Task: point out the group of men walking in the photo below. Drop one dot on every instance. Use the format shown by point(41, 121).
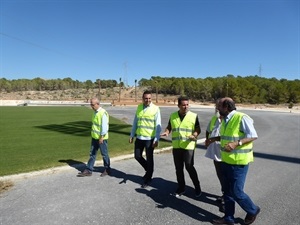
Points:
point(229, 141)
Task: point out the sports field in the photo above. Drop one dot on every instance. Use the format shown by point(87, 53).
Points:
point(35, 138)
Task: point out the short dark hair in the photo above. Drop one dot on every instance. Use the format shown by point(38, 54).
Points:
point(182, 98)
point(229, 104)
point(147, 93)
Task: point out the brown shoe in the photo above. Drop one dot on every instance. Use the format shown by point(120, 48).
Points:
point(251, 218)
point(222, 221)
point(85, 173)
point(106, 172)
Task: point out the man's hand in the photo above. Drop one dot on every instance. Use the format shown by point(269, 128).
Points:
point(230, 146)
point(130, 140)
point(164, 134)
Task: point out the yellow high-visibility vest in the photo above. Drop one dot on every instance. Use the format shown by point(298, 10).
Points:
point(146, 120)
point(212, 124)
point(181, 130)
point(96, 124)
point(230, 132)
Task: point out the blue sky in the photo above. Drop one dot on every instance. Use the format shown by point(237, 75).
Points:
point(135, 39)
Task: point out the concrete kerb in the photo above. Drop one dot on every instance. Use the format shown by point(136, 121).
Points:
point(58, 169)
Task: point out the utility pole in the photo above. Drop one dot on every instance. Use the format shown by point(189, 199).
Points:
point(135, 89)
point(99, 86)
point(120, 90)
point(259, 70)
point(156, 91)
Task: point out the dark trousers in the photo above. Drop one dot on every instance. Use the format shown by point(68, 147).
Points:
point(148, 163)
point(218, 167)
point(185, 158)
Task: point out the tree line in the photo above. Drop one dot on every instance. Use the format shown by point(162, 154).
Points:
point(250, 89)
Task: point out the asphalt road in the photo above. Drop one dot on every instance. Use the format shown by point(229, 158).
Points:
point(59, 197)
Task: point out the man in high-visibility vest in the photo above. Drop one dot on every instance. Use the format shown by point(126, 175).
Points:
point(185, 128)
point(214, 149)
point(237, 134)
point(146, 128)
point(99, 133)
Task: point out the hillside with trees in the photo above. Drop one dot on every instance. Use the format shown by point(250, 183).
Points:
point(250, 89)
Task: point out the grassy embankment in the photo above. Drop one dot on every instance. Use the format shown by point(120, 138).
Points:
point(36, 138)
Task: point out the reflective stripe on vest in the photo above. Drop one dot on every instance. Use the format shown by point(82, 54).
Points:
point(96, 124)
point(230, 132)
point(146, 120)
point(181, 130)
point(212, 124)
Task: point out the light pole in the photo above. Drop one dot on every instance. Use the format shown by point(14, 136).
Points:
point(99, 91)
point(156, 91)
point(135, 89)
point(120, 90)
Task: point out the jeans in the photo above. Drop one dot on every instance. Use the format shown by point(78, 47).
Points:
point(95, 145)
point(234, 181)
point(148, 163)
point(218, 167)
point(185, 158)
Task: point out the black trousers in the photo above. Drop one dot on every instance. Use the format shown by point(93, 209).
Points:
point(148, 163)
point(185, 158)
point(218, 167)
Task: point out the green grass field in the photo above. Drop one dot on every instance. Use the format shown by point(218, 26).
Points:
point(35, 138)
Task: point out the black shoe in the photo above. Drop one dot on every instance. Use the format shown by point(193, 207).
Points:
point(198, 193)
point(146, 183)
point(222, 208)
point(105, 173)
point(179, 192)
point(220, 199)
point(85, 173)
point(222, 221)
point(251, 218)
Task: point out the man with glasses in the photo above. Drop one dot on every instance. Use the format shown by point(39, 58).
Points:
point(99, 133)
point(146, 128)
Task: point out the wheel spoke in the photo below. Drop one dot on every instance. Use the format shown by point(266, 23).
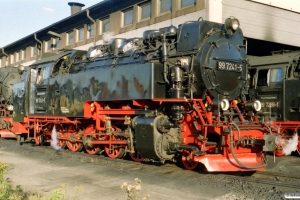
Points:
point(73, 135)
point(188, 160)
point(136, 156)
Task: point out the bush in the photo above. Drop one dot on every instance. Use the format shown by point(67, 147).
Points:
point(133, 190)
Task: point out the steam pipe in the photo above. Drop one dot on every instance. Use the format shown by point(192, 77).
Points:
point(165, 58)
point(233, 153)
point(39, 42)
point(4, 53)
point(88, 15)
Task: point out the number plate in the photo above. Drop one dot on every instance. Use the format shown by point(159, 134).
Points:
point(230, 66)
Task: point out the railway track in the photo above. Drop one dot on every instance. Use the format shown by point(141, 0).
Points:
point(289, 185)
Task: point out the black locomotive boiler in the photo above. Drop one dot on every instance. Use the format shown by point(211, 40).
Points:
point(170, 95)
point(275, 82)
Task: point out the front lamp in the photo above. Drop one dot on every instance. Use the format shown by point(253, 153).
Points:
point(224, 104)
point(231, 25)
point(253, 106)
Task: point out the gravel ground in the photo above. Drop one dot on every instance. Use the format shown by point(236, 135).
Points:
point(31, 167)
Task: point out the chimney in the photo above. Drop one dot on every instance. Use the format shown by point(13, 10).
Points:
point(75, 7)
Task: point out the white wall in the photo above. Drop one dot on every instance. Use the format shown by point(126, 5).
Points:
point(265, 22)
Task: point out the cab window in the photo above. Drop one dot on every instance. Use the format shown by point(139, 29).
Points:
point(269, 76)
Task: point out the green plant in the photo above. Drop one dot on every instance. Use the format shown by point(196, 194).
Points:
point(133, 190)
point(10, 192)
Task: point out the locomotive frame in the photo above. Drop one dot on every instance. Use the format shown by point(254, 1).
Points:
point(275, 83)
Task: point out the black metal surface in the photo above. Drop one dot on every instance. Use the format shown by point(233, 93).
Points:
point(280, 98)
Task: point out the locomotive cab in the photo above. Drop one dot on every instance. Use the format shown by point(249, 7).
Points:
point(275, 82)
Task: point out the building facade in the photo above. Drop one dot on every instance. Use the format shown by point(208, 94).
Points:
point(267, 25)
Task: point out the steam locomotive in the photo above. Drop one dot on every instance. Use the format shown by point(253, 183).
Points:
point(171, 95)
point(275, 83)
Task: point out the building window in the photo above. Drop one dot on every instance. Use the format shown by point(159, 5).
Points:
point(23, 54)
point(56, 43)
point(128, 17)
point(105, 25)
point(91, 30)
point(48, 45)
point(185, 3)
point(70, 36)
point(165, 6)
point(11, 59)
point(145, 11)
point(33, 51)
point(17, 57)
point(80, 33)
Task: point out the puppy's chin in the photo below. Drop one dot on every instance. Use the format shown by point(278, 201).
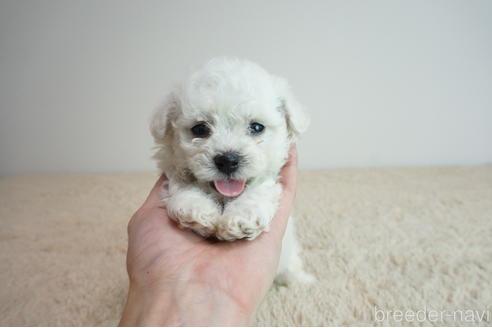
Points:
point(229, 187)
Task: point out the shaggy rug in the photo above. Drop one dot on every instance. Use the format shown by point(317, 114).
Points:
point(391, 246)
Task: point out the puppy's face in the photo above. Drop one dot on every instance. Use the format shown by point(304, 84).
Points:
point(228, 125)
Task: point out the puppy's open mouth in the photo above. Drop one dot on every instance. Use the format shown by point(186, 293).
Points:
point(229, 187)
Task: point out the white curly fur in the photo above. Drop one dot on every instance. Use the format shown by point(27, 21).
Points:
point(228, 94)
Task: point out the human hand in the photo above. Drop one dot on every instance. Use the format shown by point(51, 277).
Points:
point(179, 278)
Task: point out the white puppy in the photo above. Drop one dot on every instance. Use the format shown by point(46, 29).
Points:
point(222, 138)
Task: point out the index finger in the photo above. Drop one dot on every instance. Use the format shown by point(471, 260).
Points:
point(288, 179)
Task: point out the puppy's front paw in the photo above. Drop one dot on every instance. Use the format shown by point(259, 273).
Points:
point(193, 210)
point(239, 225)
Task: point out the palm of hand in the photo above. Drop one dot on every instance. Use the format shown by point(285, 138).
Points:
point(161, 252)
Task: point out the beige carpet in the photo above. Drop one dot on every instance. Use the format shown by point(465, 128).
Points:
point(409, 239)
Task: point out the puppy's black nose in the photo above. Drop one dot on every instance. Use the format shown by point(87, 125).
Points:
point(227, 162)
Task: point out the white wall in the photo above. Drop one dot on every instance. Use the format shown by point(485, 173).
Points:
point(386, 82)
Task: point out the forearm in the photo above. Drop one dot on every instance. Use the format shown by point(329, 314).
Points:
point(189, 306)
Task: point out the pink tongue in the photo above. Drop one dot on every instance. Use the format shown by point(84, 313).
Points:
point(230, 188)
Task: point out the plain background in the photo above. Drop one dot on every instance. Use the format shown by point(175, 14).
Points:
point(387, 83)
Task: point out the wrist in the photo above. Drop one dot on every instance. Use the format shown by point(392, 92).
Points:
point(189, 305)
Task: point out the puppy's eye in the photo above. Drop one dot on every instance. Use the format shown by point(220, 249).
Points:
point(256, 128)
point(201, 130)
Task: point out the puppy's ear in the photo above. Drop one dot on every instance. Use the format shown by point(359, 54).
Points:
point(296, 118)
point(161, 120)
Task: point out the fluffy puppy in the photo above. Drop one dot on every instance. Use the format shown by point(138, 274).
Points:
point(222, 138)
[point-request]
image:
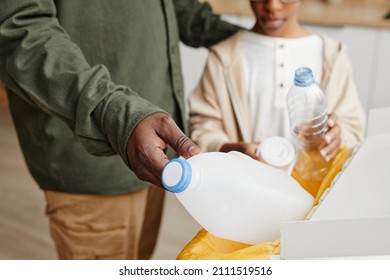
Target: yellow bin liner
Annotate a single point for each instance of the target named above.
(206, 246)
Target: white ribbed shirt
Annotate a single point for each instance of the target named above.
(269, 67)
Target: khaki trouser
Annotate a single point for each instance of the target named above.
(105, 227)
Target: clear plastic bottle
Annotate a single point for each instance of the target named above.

::::::

● Task requirements
From the listing above, copy every line that holds the string "with".

● Answer box
Task: point out the hillside with trees in the photo above. Drop one dot on every instance. Use the format shown by point(250, 183).
Task: point out the man with glasses in the photo above. Drop one dot on every instance. Use the format shown by point(39, 58).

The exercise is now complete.